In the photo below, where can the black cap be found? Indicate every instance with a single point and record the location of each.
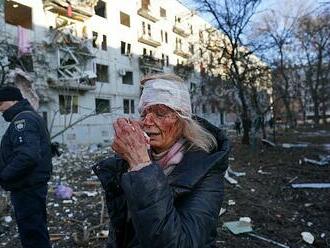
(9, 93)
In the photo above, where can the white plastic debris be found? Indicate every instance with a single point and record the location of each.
(307, 237)
(103, 234)
(286, 145)
(8, 219)
(311, 185)
(230, 179)
(246, 219)
(222, 211)
(322, 162)
(268, 240)
(268, 142)
(263, 172)
(237, 174)
(90, 194)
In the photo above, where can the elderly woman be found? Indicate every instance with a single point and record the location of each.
(164, 187)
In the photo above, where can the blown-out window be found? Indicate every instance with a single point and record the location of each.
(18, 14)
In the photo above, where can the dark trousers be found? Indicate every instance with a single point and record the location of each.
(31, 216)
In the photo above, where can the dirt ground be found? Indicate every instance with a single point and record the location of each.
(278, 212)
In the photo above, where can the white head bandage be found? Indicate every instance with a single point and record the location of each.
(170, 93)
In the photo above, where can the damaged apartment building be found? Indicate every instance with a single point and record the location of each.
(79, 62)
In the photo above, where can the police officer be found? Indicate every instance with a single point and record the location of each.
(25, 166)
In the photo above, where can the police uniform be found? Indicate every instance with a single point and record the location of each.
(25, 169)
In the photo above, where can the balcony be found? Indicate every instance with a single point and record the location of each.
(73, 85)
(74, 70)
(148, 40)
(149, 63)
(182, 53)
(146, 13)
(80, 9)
(179, 29)
(184, 70)
(83, 82)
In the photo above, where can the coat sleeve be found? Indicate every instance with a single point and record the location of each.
(158, 223)
(24, 135)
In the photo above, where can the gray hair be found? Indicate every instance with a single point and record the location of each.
(193, 132)
(198, 137)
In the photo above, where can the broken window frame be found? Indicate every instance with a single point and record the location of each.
(125, 19)
(18, 14)
(145, 4)
(125, 48)
(128, 78)
(128, 106)
(162, 12)
(94, 39)
(104, 45)
(104, 70)
(68, 104)
(102, 105)
(101, 11)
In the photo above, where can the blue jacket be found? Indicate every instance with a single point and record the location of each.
(149, 209)
(25, 155)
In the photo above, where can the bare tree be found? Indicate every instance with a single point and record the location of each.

=====

» Exercise prompt
Quote, without alteration, the final stretch of the entries: the line with "In the photo above, where can the dirt" onward to the last line.

» Expected output
In the photo above, where can the dirt ground be found? Indicate every instance with a single point and record the location of each.
(278, 212)
In the photo above, where can the white head bandage be found? Indicate every instance with a single point and record the location of each.
(170, 93)
In the photo above, where can the damaged apartment building be found? Indicate every instance with a single point and record the location of each.
(79, 62)
In the photo above, where can the police officer be found? Indicate every instance with a single point and record the location of each.
(25, 166)
In the photo above, where can the police uniform be found? Indicate every instance with a single point and record the location of each.
(25, 169)
In the photo above, where can the balcony be found? Indicate every instance with a single point and record the location of each.
(73, 85)
(74, 70)
(148, 40)
(149, 63)
(182, 53)
(146, 13)
(80, 9)
(179, 29)
(184, 70)
(83, 82)
In the photo above, where can the coat sleeve be found? Indicate every instance with a single point and record the location of each.
(158, 223)
(24, 135)
In the photo above, where can the gray hair be found? Indicate every instance with a single point and record the location of each.
(193, 132)
(198, 137)
In the photo above, where can the broken window frame be found? Indicate every instance with a single point and record the location of each.
(125, 19)
(18, 14)
(145, 4)
(125, 48)
(128, 78)
(128, 106)
(162, 12)
(94, 39)
(104, 45)
(104, 70)
(68, 104)
(102, 105)
(101, 11)
In the photo above, where can the blue jacket be found? Indicate every instance with a single point and record the location of each.
(149, 209)
(25, 155)
In the photo above, where can the bare tree be found? Indicate every instance with a single point and record the location of each.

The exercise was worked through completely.